=== Document ===

— Start —

Finding Routine in the Midst of Summer

In the midst of summertime, any sort of routine or ritual may feel like it gets thrown out the window. Summertime brings a lot of joyous things, but structure usually is not one of them. With the kids out of school or vacations on the calendar, your family or personal routines may take the back seat.

Maybe you feel exhausted and at the end of your rope. This can be a challenge for many, including me. I enjoy structure and routine in my life. Although I cannot organize your calendar for you in this season of chaos and joy, hoping to help you see the importance of rituals and how we can strengthen ourselves and our family through them.

Individual Rhythms

Individual rhythms can help us break away from anxiety-inducing cycles and bring more balance into our lives. They give us a moment to take a step back and breath. They also create familiarity for ourselves, which also reduces anxiety.

When considering rhythms, there are two types: input rhythms and output rhythms. The input rhythms, rest and restore, allow us to accept peace. The output rhythms connect and create and help us engage with the world around us.

  • Rest: God created the Sabbath for rest. God did not create us to go, go, go. Some examples of rest may be a social media detox, taking 15 minutes of silence during the day, creating a nighttime routine for better sleep, a relaxing morning routine, or honoring the Sabbath.
  • Restore: To restore is to bring back our bodies, minds, and spirits to their original state, not stressed. Examples of restoration include play (yes, this is for adults too), healthy eating, taking a walk, or enjoying an adventure.
  • Connect: God created us with a need for connection. Examples of connection include: attending a marriage retreat, going on walks with friends, or attending a weekly Bible study.

— End —

=== Stated task A ===
Answer each question from the article on summer routines:
(i) What two things does it give as reasons family or personal routines may take the back seat in summer?
(ii) What are the two types of rhythms it names?
(iii) How many minutes of daytime silence does it offer as an example of rest?
=== Stated task B ===
Pick up the article on summer routines after its last sentence and write what comes next.
None of the material that comes next is needed for anything here.

=== Dataset extract ===
— Start —

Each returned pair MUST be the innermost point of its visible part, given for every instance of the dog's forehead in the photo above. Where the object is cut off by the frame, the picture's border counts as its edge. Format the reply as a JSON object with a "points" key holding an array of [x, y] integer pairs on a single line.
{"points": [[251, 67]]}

— End —

=== Exercise answer A ===
(i) The kids being out of school and vacations on the calendar.
(ii) Input rhythms and output rhythms.
(iii) 15 minutes.

=== Exercise answer B ===
  • Create: This type of creating is not rooted in performing or pleasing others, but in being yourself. Examples of creation include daydreaming, gardening, taking a new class, or cooking a new dessert.

Family rituals give us four important things:

  • Predictability: Predictability is important because it creates a sense of regularity and order that is needed in families. We live in a world filled with unpredictability and chaos. Predictability communicates stability which can help reduce anxiety.
  • Connection: Rituals give individuals in the family time and space to connect with each other. Without having rituals like reading a bedtime story each night or Friday night date nights, family members may miss out on connecting in the midst of a busy schedule.
  • Identity: Routines and Rituals can provide a sense of identity for a family or couple. It helps name things that may be special about a family. You might know that family of campers who take an annual trip together.
  • A way to enact values: Values give families an outlook on life and a way to view the world. They can also provide a sense of hope or meaning. Rituals are important because they can help teach individuals about the values of the family. A family who values generosity may volunteer regularly together.

Types of Family Rituals

A family ritual may not have to include the whole family. It may just include two family members. We can categorize rituals by the function they play in a family.

  • Connection Rituals: The goal of this type of ritual is family bonding. This could be an everyday ritual or a special outing. Some examples include family meals, bedtime routines, or a yearly vacation to the cabin.
  • Love Rituals: This type of ritual focuses on the relationship between two family members. A goal of this ritual is to make an individual feel special. Some examples include daddy-daughter dates or sexual intimacy between partners.
  • Community Rituals: These connect families with their communities. Families gain and receive support from those around them. Some community rituals may be going to church weekly, weddings, or volunteering.

How to Create New Rituals

To discuss how to create new rituals, we will separate them between individual rituals and family rituals. To begin with, take time to think about what you need. This may be more alone time to recharge or family time to reconnect.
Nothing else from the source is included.